:: Énoncé A ::
Dans l'article sur le Livre de Poche, reformulez en liste plus courte le paragraphe qui commence par « Le coup de génie d'Henri Filipacchi », en gardant ses faits principaux.
:: Énoncé B ::
D'après l'article sur le Livre de Poche, combien d'exemplaires de Thérèse Desqueyroux se sont vendus dans cette collection ?

:: Page ::
MAGAZINE Le Livre de Poche a cinquante ans

L’ami de l’homme seul

Impossible maintenant d’imaginer le monde sans lui: en cinquante ans d’existence, le Livre de Poche a été diffusé à près d’un milliard de volumes, répondant avec un succès à peine croyable à sa vocation: faire lire plus et mieux.


Secrétaire général de la Librairie Hachette en 1953, Henri Filipacchi a l’intuition de mettre la grande littérature à la portée de tous grâce à un format réduit et à un prix de vente proche de celui d’un quotidien.
(Livre de poche)

«L’avocat ouvrit une porte. Thérèse Desqueyroux, dans ce couloir dérobé du palais de justice, sentit sur sa face la brume et, profondément, l’aspira»… Ainsi commence le roman de François Mauriac, Thérèse Desqueyroux, envoûtant portrait d’une femme poussée au crime dans le conformisme de la bonne société de la Gironde.
Ce chef-d’œuvre s’est vendu à plus de 3 millions d’exemplaires en Livre de Poche, dont le format complice a permis à autant de lecteurs d’être comme accompagnés par Thérèse, là, en lisant quelques pages dans l’attente du bus; ici, durant un voyage en train, sur un banc, dans leur lit… là où on peut lire, c’est-à-dire partout.
Le coup de génie d’Henri Filipacchi, fondateur du Livre de Poche en 1953, c’est de reprendre une formule – le terme des livres de poches était utilisé par les éditions Jules Taillandier en 1905 pour une série de romans populaires – et de la mettre au service des grands textes littéraires classiques et modernes. Les techniques d’impression et de diffusion à grand tirage étaient alors réservées aux romans populaires, voire à la littérature de colportage.

«Désacraliser» le livre
Henri Filipacchi veut en relever la qualité grâce à la littérature. Son intuition, qui repose sur la démocratisation de la lecture au début des Trente Glorieuses, est d’autant plus remarquable que l’homme, qui connaît extrêmement bien le milieu de l’édition française pour travailler comme secrétaire générale de la Librairie Hachette, avait été l’initiateur de la collection La Pléiade, réservée à une élite. Très vite, les faits lui donnent raison. Proust, avec Un amour de Swann fait 500000 lecteurs et quand Paul Morand préface Les Mémoires du Cardinal de Retz, 60000 volumes sont écoulés en une année.

:: Données fournies ::
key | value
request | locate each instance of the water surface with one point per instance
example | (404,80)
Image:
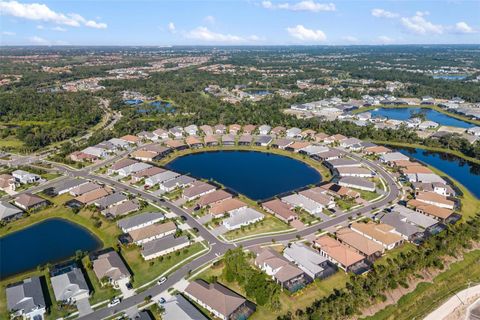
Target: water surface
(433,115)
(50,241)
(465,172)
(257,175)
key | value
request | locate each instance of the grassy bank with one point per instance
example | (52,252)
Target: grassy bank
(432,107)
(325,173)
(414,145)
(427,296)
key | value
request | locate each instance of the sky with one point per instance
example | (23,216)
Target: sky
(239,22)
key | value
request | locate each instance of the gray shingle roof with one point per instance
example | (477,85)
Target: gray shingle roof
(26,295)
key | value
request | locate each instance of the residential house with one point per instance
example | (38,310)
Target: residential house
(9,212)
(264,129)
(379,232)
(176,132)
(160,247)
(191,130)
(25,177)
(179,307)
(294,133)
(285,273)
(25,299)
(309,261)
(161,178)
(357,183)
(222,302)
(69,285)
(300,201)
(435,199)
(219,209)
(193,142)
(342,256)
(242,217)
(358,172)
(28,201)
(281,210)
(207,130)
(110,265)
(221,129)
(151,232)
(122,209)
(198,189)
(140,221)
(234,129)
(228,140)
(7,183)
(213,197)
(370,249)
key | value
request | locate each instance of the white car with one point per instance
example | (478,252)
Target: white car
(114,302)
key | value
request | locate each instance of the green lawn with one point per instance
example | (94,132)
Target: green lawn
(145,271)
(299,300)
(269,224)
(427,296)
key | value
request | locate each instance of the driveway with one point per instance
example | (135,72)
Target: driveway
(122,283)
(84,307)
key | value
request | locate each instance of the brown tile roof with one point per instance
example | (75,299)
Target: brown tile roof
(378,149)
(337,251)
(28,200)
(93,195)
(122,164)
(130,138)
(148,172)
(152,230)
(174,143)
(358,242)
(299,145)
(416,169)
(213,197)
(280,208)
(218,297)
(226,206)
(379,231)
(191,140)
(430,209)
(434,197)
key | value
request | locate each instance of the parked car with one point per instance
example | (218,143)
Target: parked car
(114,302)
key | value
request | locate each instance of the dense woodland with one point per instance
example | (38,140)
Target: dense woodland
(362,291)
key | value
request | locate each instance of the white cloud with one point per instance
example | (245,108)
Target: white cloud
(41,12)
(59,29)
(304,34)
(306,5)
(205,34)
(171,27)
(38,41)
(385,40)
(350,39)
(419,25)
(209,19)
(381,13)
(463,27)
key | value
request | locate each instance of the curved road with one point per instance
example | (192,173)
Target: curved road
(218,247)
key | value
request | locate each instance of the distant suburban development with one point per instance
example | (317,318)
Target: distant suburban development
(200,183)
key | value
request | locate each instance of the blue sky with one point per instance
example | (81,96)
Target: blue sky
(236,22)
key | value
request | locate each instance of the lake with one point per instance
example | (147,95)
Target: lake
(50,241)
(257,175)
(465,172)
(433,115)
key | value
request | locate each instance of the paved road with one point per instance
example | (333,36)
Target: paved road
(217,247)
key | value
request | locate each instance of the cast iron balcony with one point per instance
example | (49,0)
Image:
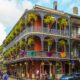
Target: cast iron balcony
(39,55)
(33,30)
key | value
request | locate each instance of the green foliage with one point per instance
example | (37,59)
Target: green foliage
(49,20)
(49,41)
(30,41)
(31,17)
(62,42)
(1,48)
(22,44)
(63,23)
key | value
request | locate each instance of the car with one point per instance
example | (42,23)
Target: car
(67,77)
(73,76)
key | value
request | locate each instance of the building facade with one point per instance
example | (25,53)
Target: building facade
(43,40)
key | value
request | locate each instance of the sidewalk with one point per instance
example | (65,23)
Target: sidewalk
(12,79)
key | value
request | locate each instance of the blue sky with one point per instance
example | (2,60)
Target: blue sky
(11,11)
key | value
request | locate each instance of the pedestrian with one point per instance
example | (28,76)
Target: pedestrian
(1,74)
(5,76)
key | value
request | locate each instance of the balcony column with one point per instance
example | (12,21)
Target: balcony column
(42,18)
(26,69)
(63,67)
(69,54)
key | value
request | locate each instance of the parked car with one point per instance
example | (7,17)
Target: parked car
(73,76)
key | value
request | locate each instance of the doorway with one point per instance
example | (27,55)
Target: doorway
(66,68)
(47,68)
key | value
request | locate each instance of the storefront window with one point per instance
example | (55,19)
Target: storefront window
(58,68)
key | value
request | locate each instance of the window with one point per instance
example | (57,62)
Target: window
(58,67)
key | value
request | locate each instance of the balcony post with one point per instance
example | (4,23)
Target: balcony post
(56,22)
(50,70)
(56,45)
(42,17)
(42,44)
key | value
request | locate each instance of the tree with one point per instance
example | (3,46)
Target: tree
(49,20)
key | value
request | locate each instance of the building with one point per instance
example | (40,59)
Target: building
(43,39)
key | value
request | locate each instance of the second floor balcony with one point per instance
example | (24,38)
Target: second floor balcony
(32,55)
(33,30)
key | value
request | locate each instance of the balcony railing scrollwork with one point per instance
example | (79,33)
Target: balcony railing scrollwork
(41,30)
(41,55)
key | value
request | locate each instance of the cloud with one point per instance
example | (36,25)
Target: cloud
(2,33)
---
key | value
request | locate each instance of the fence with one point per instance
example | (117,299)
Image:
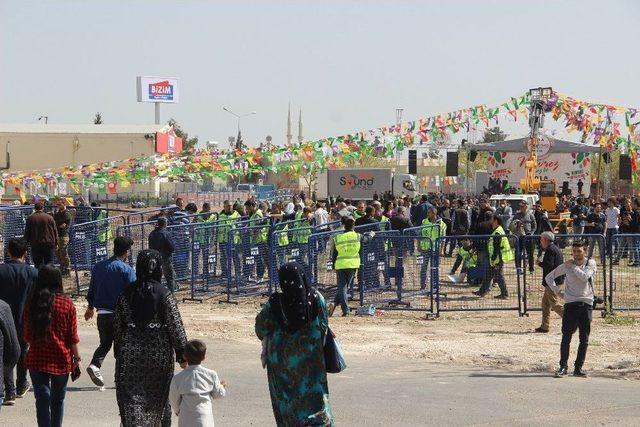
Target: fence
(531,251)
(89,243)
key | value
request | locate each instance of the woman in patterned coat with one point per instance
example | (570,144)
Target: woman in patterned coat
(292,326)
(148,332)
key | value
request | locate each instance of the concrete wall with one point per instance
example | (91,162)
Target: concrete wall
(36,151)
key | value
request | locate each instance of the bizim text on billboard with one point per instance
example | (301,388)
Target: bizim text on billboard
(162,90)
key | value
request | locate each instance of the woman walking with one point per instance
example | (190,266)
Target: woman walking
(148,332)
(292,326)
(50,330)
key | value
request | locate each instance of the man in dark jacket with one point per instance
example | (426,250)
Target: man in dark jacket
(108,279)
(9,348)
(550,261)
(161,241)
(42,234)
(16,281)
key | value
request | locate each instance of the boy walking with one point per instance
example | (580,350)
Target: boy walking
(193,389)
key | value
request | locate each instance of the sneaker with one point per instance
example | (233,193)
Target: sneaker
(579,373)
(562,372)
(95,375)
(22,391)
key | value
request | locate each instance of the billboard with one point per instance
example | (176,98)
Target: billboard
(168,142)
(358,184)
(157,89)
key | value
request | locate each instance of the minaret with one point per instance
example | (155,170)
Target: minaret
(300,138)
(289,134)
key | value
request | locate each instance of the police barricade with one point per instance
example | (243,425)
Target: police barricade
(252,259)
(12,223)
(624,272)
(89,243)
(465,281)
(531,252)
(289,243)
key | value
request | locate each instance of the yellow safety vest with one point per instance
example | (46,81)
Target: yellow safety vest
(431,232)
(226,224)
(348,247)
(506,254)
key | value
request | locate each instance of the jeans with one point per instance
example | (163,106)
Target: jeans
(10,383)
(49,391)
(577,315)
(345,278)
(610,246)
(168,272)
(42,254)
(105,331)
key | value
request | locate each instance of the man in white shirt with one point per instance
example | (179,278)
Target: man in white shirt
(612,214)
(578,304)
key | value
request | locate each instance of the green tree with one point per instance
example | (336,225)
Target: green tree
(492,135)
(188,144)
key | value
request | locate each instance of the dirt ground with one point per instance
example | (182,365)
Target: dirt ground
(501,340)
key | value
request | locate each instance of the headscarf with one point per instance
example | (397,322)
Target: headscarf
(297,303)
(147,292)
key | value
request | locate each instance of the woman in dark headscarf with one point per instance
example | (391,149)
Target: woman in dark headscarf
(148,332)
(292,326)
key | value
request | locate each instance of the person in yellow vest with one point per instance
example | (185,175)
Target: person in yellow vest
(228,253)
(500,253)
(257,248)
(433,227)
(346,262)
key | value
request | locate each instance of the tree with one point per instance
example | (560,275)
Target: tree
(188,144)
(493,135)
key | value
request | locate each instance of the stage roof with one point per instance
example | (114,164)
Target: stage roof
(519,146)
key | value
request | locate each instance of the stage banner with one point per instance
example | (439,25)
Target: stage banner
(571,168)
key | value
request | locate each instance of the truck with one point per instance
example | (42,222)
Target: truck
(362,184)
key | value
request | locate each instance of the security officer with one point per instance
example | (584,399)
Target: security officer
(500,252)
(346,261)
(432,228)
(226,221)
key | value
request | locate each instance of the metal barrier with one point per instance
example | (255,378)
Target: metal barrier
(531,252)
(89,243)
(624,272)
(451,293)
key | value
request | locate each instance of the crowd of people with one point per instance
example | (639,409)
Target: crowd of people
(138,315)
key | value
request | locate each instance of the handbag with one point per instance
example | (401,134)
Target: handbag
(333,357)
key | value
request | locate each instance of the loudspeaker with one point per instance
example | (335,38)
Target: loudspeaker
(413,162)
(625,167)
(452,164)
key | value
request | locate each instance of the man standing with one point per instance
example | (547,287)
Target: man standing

:: Solution A ::
- Henri Filipacchi fonde le Livre de Poche en 1953.
- Il reprend une formule existante : les éditions Jules Taillandier employaient déjà le terme de livres de poche en 1905 pour une série de romans populaires.
- Il met cette formule au service des grands textes littéraires classiques et modernes.
- Jusque-là, l'impression et la diffusion à grand tirage étaient réservées aux romans populaires, voire à la littérature de colportage.

:: Solution B ::
Plus de 3 millions d'exemplaires.